_Data_
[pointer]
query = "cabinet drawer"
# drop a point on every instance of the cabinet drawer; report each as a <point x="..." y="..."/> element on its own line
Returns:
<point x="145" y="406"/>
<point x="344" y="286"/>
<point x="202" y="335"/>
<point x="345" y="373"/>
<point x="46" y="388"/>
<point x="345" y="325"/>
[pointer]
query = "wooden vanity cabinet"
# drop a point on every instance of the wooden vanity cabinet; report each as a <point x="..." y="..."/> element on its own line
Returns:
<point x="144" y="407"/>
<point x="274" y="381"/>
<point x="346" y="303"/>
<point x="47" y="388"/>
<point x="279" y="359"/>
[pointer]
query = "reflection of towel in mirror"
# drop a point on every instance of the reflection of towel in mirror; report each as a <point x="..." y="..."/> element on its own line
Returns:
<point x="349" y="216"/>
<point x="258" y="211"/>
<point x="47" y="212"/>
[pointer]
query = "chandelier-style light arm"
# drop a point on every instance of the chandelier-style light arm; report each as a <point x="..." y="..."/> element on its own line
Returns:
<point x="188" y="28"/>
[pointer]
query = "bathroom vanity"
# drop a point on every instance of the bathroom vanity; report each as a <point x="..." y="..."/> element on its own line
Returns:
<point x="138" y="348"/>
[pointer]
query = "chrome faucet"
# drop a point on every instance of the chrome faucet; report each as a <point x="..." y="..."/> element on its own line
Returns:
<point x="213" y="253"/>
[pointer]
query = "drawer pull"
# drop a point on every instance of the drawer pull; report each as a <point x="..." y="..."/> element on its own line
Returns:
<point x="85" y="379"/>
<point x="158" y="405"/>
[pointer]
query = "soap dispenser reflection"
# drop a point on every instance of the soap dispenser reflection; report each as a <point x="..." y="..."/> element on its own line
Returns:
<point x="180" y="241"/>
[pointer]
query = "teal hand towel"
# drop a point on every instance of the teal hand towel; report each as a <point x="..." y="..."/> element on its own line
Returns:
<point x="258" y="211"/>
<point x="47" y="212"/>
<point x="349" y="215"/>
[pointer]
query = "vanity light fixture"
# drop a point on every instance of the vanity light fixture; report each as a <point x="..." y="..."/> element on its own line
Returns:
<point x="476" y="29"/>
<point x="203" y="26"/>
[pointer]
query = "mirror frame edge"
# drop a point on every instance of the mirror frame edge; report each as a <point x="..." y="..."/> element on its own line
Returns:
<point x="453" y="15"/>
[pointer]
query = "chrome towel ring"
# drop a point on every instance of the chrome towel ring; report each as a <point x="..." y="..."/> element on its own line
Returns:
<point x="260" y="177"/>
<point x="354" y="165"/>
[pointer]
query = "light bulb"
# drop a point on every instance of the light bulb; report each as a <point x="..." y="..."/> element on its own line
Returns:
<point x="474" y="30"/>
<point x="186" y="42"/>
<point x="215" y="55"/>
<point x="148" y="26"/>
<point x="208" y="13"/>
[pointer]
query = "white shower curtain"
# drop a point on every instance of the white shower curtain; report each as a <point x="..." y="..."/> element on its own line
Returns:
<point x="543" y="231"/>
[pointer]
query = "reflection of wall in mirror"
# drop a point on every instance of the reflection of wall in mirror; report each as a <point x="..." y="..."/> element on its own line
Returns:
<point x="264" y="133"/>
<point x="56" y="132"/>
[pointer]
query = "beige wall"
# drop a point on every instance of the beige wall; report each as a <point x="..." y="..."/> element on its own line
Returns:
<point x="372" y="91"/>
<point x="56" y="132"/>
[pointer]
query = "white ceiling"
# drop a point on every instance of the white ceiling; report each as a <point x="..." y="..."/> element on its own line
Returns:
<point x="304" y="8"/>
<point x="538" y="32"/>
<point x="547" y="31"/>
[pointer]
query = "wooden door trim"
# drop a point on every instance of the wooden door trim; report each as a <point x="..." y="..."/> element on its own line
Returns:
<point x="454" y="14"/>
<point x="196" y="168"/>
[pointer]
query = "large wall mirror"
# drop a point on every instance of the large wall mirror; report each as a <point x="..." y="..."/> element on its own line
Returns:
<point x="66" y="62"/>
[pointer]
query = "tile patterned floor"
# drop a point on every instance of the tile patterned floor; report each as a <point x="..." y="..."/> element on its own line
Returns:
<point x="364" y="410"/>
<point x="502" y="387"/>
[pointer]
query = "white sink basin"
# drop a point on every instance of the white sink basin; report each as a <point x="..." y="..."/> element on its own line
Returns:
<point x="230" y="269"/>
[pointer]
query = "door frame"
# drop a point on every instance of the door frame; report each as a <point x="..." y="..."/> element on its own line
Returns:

_About this exercise_
Your response should contain each line of the listing in which the word "style" occurs.

_Task solution_
query = "chandelier-style light arm"
# drop a point on every instance of the chandelier-style light arm; report each as a <point x="..." y="..."/> element on its own line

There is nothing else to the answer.